Task item
Copy each line of the following data that contains "shorts".

Working data
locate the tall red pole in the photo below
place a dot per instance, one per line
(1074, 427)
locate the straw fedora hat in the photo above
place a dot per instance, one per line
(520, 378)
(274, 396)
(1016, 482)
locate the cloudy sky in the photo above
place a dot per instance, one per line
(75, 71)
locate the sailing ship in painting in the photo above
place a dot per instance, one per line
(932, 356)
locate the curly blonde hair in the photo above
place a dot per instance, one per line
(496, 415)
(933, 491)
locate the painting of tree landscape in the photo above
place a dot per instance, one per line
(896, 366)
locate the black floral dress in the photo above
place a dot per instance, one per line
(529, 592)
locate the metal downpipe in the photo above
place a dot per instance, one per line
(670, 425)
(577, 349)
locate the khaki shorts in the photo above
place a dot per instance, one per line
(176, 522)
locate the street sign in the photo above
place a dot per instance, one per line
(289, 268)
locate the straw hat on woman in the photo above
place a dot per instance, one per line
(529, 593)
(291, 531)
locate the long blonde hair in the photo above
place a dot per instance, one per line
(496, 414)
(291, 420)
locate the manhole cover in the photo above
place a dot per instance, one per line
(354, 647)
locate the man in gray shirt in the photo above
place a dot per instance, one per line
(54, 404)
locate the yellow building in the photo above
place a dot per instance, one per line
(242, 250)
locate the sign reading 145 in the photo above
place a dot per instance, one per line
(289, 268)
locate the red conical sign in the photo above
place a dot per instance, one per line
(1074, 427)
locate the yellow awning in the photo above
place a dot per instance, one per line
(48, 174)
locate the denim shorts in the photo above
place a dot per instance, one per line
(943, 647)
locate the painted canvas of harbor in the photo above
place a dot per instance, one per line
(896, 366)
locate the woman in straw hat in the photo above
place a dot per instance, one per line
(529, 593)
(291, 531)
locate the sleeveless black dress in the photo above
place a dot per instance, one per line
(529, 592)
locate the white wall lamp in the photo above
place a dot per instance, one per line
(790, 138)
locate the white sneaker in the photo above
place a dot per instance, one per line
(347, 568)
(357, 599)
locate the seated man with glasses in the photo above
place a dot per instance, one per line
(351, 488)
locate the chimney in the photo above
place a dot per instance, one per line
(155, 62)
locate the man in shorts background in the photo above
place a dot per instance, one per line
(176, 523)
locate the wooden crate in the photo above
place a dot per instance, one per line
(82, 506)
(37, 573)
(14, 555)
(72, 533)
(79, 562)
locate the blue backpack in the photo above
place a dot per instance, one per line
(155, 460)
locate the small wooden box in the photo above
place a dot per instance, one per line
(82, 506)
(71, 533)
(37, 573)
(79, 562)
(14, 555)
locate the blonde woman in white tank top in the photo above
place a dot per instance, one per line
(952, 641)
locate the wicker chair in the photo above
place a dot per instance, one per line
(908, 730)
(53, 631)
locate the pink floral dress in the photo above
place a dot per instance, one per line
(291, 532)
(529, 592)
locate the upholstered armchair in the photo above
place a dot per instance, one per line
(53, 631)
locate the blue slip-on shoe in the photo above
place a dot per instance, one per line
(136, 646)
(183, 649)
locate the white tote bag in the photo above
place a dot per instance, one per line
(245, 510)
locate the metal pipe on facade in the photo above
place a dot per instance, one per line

Exercise answer
locate the khaki shorts in the photo above
locate the denim shorts in the photo above
locate the man in shorts background in the photo above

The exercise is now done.